Directions for this task
Reproduce, without any changes, the lines running from the one that contains "Q: Locate the house" through the final line, with both of those included.
[Start]
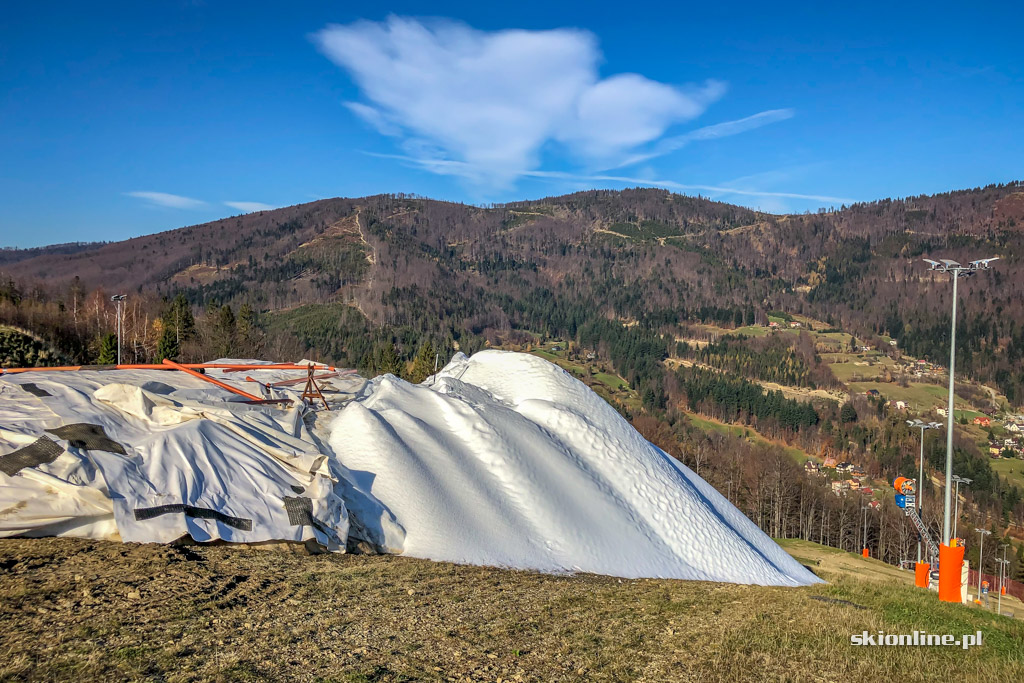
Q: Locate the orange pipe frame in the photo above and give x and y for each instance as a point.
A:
(196, 366)
(228, 387)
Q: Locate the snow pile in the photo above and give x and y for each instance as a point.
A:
(152, 456)
(502, 459)
(506, 460)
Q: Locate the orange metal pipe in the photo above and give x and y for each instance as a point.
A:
(227, 387)
(197, 366)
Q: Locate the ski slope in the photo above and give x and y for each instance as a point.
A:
(504, 459)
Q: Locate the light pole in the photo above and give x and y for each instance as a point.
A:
(920, 424)
(119, 299)
(865, 509)
(1003, 570)
(1003, 573)
(957, 271)
(958, 480)
(981, 554)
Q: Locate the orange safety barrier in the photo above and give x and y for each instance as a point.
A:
(921, 572)
(227, 387)
(950, 573)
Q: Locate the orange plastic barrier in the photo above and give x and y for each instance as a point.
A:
(950, 573)
(921, 571)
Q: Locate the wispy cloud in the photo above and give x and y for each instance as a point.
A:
(167, 200)
(493, 100)
(715, 131)
(461, 169)
(249, 207)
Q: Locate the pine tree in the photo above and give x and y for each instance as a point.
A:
(168, 346)
(387, 360)
(423, 367)
(108, 350)
(224, 330)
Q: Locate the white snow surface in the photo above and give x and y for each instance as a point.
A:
(196, 462)
(504, 459)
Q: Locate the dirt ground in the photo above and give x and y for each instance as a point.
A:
(94, 610)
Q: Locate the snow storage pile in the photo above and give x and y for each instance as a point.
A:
(151, 456)
(502, 459)
(506, 460)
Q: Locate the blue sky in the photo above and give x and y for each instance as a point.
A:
(123, 119)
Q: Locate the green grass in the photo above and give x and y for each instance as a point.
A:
(391, 619)
(745, 432)
(924, 396)
(1012, 469)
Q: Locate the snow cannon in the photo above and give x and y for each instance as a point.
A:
(904, 485)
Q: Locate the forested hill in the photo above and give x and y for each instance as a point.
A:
(647, 257)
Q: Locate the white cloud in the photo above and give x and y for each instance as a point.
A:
(168, 201)
(489, 101)
(249, 207)
(714, 131)
(462, 169)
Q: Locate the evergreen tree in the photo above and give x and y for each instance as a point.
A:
(249, 336)
(423, 367)
(167, 346)
(108, 350)
(387, 360)
(224, 332)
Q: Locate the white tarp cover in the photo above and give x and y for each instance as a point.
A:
(504, 459)
(195, 462)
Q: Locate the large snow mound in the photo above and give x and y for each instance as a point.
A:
(504, 459)
(153, 456)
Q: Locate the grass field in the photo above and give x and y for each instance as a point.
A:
(748, 432)
(96, 611)
(1010, 468)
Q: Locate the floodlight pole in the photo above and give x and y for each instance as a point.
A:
(981, 555)
(1003, 573)
(923, 426)
(958, 480)
(956, 270)
(119, 300)
(864, 540)
(949, 420)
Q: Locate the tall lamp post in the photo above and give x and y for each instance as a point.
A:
(958, 480)
(981, 555)
(864, 540)
(957, 271)
(923, 426)
(119, 299)
(1003, 573)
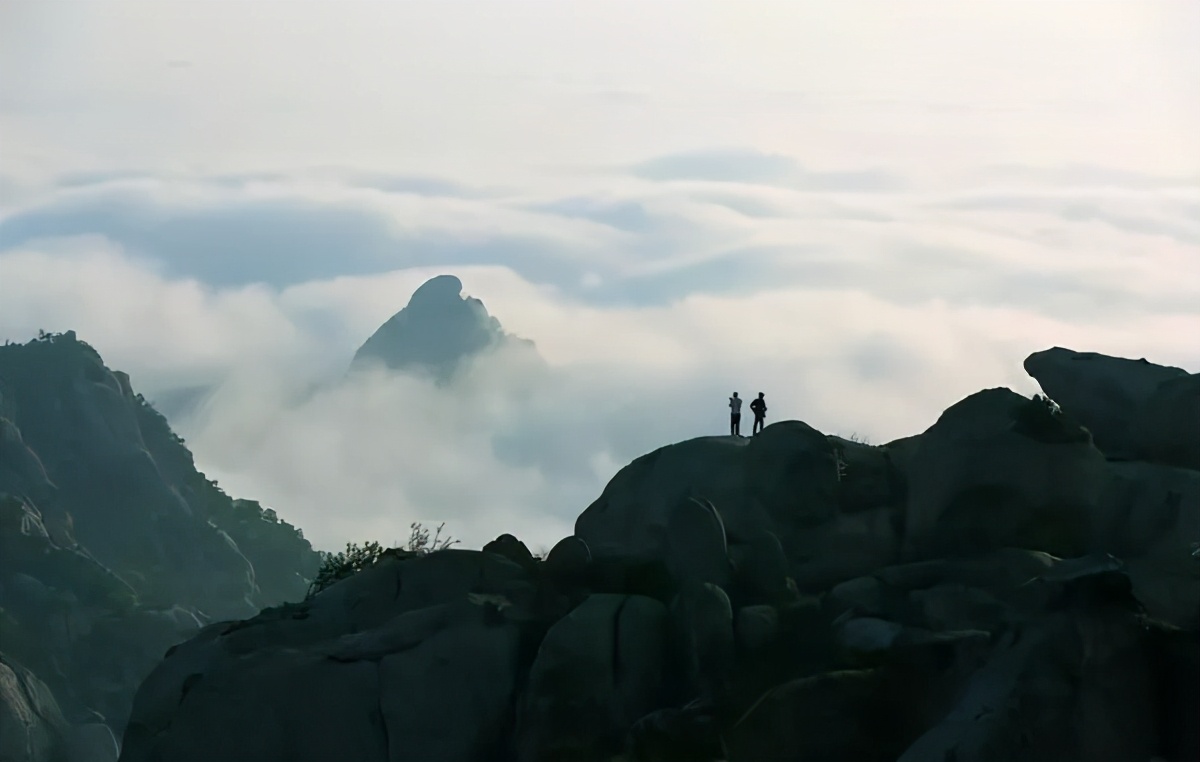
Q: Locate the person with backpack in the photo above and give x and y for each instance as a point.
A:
(759, 407)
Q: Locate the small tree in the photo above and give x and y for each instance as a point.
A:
(419, 540)
(336, 567)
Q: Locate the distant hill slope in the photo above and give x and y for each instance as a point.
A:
(997, 587)
(437, 333)
(113, 546)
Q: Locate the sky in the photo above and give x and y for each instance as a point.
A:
(865, 210)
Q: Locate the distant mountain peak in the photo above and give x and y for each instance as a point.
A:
(436, 331)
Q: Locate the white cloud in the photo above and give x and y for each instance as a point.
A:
(865, 214)
(505, 448)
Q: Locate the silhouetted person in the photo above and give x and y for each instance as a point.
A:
(759, 407)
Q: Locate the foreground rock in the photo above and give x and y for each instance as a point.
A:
(466, 655)
(996, 587)
(1122, 402)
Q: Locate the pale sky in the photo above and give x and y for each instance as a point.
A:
(867, 210)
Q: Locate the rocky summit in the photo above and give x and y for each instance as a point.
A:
(437, 333)
(999, 587)
(1007, 585)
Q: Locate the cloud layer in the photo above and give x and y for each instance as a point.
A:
(864, 215)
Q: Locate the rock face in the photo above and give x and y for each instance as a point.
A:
(978, 481)
(437, 333)
(995, 588)
(113, 547)
(1167, 429)
(31, 726)
(1108, 396)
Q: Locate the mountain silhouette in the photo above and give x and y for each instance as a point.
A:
(437, 333)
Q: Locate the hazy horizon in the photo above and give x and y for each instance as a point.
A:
(867, 211)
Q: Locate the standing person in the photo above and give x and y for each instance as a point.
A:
(759, 407)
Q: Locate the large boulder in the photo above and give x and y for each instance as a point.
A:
(999, 469)
(783, 481)
(598, 671)
(411, 659)
(1104, 393)
(1167, 427)
(1043, 696)
(1151, 519)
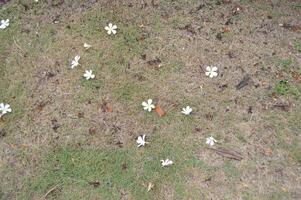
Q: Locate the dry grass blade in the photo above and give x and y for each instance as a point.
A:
(49, 191)
(228, 153)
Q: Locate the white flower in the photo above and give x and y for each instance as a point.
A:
(87, 46)
(74, 62)
(148, 105)
(211, 71)
(111, 29)
(4, 108)
(210, 141)
(187, 110)
(4, 23)
(166, 162)
(89, 74)
(141, 140)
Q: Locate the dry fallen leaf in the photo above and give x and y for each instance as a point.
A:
(106, 107)
(228, 153)
(159, 110)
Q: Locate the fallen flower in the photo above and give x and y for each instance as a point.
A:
(4, 108)
(4, 23)
(150, 186)
(87, 46)
(187, 110)
(159, 110)
(89, 74)
(111, 29)
(148, 105)
(74, 62)
(211, 71)
(210, 141)
(141, 140)
(166, 162)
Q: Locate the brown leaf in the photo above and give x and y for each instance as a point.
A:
(80, 115)
(92, 131)
(55, 124)
(154, 62)
(94, 183)
(159, 110)
(290, 27)
(228, 153)
(106, 107)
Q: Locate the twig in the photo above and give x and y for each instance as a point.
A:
(49, 191)
(18, 45)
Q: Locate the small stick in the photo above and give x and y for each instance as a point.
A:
(49, 191)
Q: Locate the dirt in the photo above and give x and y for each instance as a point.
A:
(241, 38)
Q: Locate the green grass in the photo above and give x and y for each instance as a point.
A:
(297, 46)
(282, 87)
(130, 170)
(296, 5)
(285, 64)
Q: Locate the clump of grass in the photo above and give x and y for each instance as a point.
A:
(296, 5)
(282, 87)
(285, 64)
(297, 46)
(230, 170)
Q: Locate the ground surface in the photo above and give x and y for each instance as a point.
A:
(68, 138)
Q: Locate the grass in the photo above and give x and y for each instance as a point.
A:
(297, 46)
(73, 170)
(93, 154)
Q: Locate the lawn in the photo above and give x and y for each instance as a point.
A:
(72, 138)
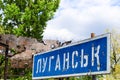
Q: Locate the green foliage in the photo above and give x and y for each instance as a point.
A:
(27, 17)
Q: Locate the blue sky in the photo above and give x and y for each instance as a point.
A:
(76, 19)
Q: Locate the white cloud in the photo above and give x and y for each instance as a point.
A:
(76, 19)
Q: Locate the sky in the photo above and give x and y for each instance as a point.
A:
(76, 19)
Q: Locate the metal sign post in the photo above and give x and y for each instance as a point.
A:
(88, 57)
(6, 60)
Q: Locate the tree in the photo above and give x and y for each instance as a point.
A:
(115, 57)
(26, 17)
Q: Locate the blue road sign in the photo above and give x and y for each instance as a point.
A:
(88, 57)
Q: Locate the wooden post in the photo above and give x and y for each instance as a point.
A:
(93, 76)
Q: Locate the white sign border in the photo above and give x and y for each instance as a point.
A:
(108, 35)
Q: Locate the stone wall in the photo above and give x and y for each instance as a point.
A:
(25, 48)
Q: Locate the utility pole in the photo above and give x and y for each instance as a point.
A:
(93, 76)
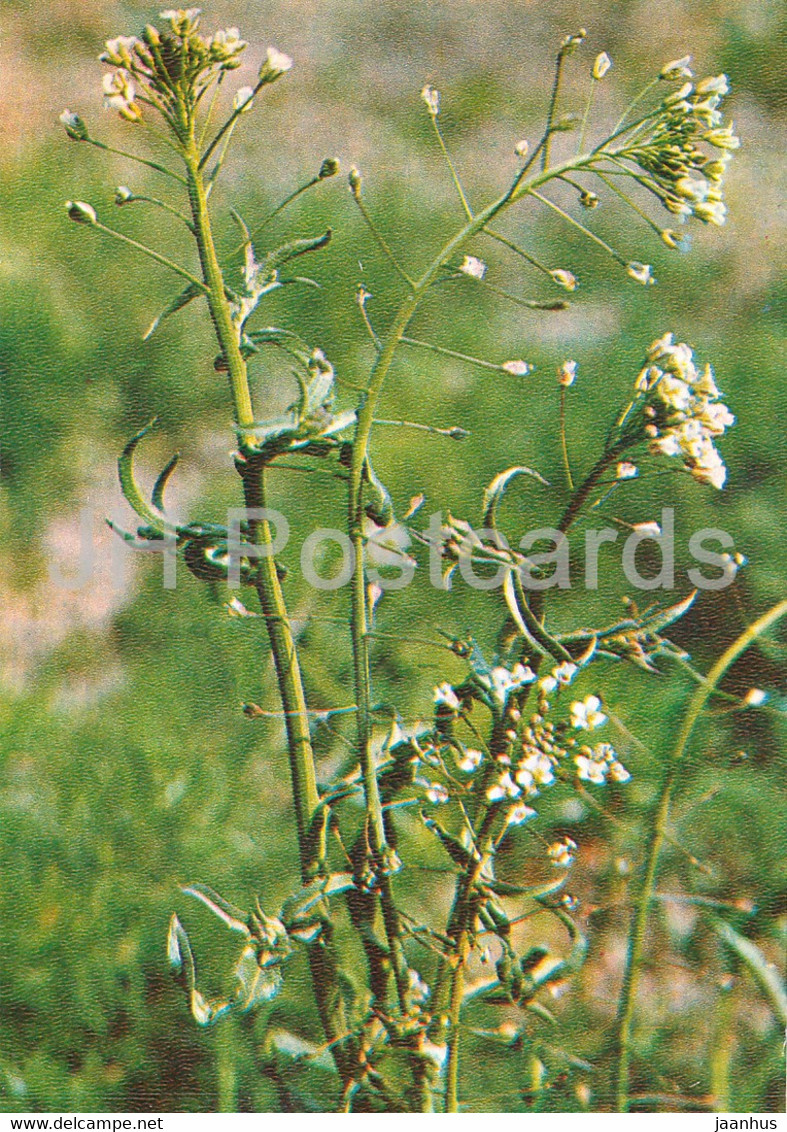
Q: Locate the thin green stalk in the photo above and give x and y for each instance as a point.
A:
(553, 106)
(581, 228)
(564, 440)
(153, 255)
(452, 353)
(658, 832)
(454, 1032)
(359, 614)
(454, 174)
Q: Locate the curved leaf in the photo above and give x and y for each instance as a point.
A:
(128, 485)
(494, 494)
(180, 300)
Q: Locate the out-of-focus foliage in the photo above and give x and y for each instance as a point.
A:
(126, 764)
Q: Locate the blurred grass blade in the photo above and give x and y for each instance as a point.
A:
(764, 974)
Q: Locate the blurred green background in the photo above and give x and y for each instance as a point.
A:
(127, 766)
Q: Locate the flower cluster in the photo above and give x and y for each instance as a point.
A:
(683, 411)
(665, 145)
(177, 65)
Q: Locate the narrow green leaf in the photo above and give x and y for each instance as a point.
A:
(180, 300)
(128, 485)
(494, 494)
(160, 486)
(234, 917)
(764, 974)
(288, 251)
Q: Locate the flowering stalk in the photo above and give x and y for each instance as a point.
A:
(658, 833)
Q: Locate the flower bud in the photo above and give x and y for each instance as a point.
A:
(518, 368)
(472, 266)
(242, 100)
(565, 122)
(676, 70)
(566, 374)
(564, 279)
(354, 182)
(723, 138)
(433, 100)
(74, 126)
(672, 238)
(276, 63)
(572, 42)
(80, 213)
(717, 84)
(601, 65)
(641, 272)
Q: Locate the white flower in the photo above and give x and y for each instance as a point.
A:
(518, 368)
(566, 374)
(74, 126)
(716, 418)
(706, 385)
(562, 852)
(119, 95)
(519, 814)
(501, 683)
(589, 769)
(718, 84)
(677, 69)
(386, 546)
(754, 697)
(80, 213)
(559, 677)
(586, 714)
(470, 760)
(417, 988)
(275, 65)
(617, 772)
(118, 51)
(601, 65)
(433, 100)
(244, 99)
(642, 273)
(564, 279)
(446, 697)
(649, 529)
(472, 266)
(674, 393)
(711, 212)
(504, 788)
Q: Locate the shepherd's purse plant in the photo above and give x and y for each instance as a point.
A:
(468, 779)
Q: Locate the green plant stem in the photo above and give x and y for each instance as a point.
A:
(322, 959)
(658, 832)
(360, 447)
(454, 1032)
(140, 161)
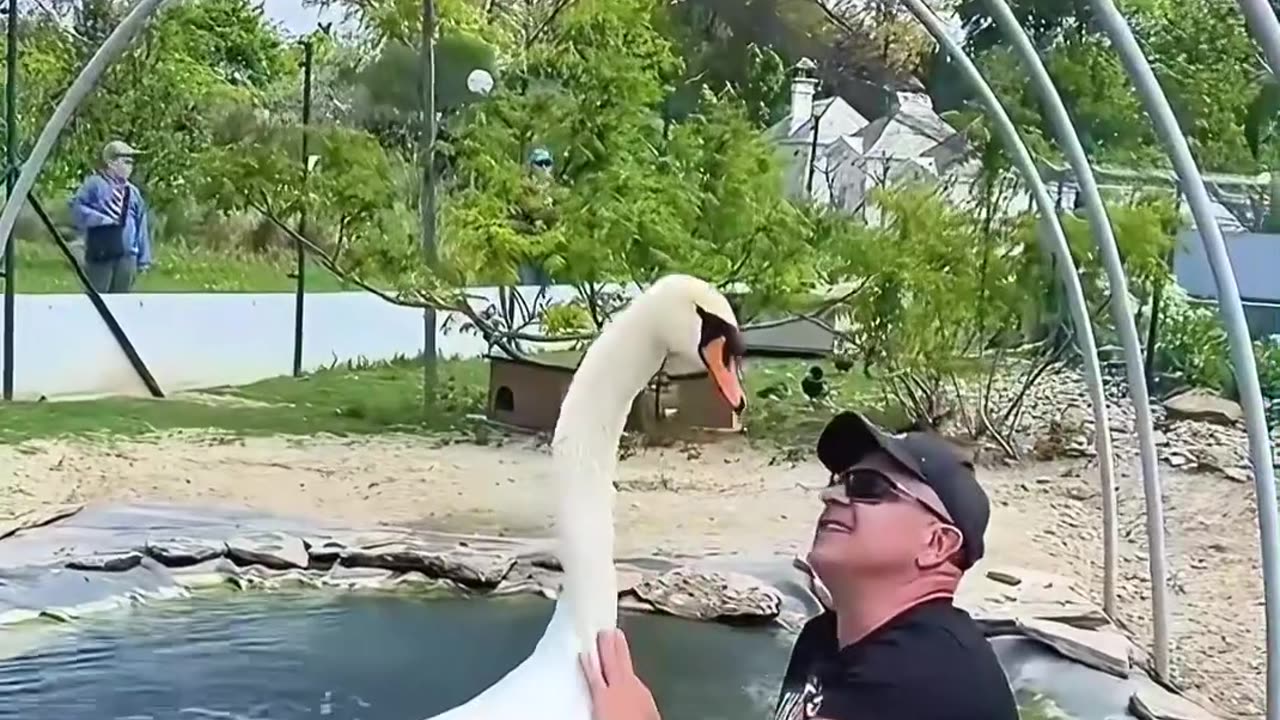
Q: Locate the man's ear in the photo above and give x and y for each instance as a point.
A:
(942, 546)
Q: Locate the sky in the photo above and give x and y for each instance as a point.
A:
(295, 18)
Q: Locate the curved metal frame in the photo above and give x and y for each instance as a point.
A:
(1104, 237)
(1230, 309)
(1070, 278)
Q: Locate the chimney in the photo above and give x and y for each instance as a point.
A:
(804, 86)
(908, 99)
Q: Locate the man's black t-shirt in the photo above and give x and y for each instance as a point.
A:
(931, 662)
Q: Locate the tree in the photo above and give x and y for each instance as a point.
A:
(1201, 51)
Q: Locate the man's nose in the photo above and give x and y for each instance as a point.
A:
(833, 495)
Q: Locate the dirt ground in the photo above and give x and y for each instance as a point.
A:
(726, 497)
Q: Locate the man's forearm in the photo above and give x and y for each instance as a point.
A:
(86, 217)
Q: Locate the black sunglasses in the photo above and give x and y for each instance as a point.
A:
(872, 487)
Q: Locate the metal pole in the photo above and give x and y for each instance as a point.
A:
(10, 151)
(426, 159)
(1233, 318)
(301, 288)
(1069, 140)
(1265, 28)
(95, 299)
(1064, 264)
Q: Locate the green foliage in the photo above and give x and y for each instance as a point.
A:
(949, 292)
(1201, 51)
(1192, 350)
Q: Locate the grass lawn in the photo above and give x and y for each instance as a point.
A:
(42, 268)
(388, 397)
(346, 400)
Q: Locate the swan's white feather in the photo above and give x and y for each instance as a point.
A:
(549, 684)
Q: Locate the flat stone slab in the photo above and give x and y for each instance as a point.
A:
(1009, 596)
(280, 551)
(1105, 650)
(461, 564)
(696, 595)
(108, 561)
(177, 552)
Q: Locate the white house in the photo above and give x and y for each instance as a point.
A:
(835, 155)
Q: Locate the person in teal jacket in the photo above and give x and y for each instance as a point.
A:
(112, 217)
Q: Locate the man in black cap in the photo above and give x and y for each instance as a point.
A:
(903, 519)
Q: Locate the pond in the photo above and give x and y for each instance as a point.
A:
(291, 656)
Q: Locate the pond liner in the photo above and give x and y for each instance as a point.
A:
(1051, 641)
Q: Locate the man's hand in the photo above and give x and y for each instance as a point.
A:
(617, 692)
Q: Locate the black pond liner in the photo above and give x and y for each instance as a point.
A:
(323, 654)
(91, 628)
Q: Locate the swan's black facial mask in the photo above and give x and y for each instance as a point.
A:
(721, 349)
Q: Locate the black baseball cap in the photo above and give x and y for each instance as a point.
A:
(932, 459)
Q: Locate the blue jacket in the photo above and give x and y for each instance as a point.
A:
(90, 210)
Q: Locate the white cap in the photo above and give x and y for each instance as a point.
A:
(118, 149)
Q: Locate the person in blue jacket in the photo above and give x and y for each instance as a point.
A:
(112, 217)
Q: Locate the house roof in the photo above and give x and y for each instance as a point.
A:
(833, 113)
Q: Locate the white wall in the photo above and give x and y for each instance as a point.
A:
(63, 349)
(1255, 259)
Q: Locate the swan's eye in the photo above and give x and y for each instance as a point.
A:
(718, 328)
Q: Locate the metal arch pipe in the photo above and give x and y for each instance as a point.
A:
(1157, 106)
(1100, 224)
(112, 49)
(1070, 274)
(1265, 28)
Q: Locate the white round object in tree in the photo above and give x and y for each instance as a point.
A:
(480, 81)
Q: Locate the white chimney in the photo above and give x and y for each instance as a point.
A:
(804, 86)
(914, 99)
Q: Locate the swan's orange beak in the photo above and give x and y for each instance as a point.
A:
(723, 369)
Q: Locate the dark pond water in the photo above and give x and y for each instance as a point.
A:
(355, 657)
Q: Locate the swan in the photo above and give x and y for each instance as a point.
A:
(679, 318)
[End]
Exercise response
Q: Locate the house roof in the photo above and give x and y for each instance as a point.
A:
(833, 113)
Q: Locate the white wall in the photo above and give x and y for each instance as a point.
A:
(63, 349)
(1255, 259)
Q: Locate the swan's eye in the photo above and give x and y for each instance as a point.
A:
(718, 328)
Q: Locate the metal arch pipe in the photo above and give x and y for each instance as a point.
A:
(1157, 106)
(1100, 224)
(112, 49)
(1070, 274)
(1265, 28)
Q: Locate the white round object in tree in the photo above and give x and y for each instance as a point.
A:
(480, 81)
Q: Locate the white chimney in the photo above and give x and y for each instance as a point.
A:
(804, 86)
(914, 99)
Q: Locate the swan's orange beak in the photo above and give x and y for each instance as a point.
A:
(723, 369)
Q: Locate the dark pond water in the photo above and give x and y for each instance as a point.
A:
(355, 657)
Q: Locate the swan in the photo above and give x and y for each instance as a point.
A:
(679, 318)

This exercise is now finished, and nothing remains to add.